* _ASSIGNMENT_:
Line by line, output the data that follows exactly as written.
┌─ SUPPLIED MATERIAL
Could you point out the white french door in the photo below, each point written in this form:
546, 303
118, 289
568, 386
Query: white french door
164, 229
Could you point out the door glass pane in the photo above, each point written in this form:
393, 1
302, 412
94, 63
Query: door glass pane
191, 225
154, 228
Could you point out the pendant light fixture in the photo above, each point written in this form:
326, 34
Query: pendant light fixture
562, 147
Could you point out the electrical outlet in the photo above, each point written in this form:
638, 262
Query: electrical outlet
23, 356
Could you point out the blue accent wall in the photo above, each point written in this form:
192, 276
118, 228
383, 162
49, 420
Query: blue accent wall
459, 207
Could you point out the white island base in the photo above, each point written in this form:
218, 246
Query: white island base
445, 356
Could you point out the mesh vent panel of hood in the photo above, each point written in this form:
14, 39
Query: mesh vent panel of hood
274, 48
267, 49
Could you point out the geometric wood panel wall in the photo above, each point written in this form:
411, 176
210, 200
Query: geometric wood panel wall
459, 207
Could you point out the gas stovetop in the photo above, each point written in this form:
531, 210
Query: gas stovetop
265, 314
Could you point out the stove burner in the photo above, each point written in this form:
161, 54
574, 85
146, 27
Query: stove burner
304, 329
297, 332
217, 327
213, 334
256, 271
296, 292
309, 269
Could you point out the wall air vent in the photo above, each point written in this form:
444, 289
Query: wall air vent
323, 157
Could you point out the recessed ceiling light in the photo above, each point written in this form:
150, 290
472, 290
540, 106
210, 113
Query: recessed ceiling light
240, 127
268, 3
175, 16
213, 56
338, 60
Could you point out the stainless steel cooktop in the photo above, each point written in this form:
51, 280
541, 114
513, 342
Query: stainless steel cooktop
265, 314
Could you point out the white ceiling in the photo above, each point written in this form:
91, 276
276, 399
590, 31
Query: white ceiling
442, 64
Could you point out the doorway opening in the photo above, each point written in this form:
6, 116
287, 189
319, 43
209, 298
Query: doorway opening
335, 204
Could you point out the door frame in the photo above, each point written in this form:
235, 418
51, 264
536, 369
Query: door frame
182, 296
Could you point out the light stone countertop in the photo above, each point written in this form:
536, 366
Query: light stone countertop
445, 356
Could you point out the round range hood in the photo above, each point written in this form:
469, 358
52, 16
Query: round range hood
└─
* _OUTPUT FOR THIS EXERCISE_:
Could you point out the white french door in the photo below, each point written in this form:
546, 303
118, 289
568, 386
Query: white french door
164, 229
Could you point out the door glass pane in the photo above, each point written in this form:
393, 1
302, 412
94, 63
Query: door glass pane
191, 225
154, 228
Could you point out the pendant light fixture in the photo above, each point written in this form:
326, 34
Query: pendant light fixture
562, 147
Could you point out the electrical outlet in the photo above, each point written in this form:
638, 262
Query: electrical outlet
23, 356
Could you point out the blue accent wall in the photo above, each point written in this form:
192, 276
118, 228
383, 162
49, 420
Query: blue accent wall
459, 207
Could you point out the white island base in the photo above, each point written in this form:
218, 246
Query: white island base
445, 356
Could you point out the mesh vent panel of hood in the photo above, each point written in this form:
14, 39
Query: mesh vent panel of hood
274, 48
267, 49
Could you point out the geometric wood panel wall in the photo above, each point written in this form:
411, 176
210, 200
Query: geometric wood panel wall
459, 207
Could you point out the gas stovetop in the photo above, each point written in this form:
531, 210
Query: gas stovetop
265, 314
Could you point out the stove burner in the photo above, each point written in this form:
161, 54
574, 85
146, 27
Query: stove burner
304, 329
297, 332
217, 327
213, 334
256, 271
296, 292
309, 269
Could you point out the wall air vent in the photo above, each point written in this form:
444, 289
Query: wall air vent
323, 157
Could you point out the recessed ceiling light in the photo above, each point written in this form:
150, 290
472, 290
540, 106
210, 113
Query: recessed ceiling light
240, 127
268, 3
175, 16
213, 56
338, 60
Could you point out the stainless steel cooktop in the photo above, each point written in this form:
51, 280
541, 114
513, 342
Query: stainless steel cooktop
265, 314
Could you point out the white ceiling in the photo above, each point written in this form:
91, 276
276, 399
590, 31
Query: white ceiling
442, 64
Could you point out the doorway opening in the photo above, each point written in this form:
6, 116
287, 189
319, 43
209, 298
Query: doorway opening
335, 204
Could you point out the door frame in the photo above, each point written in this form:
235, 418
51, 264
536, 369
Query: door frame
182, 296
Could you point out the light stone countertop in the photo above, each point written in this form:
536, 366
Query: light stone countertop
445, 356
Could you point out the round range hood in the photo above, each point written in this form:
469, 358
52, 16
Query: round range hood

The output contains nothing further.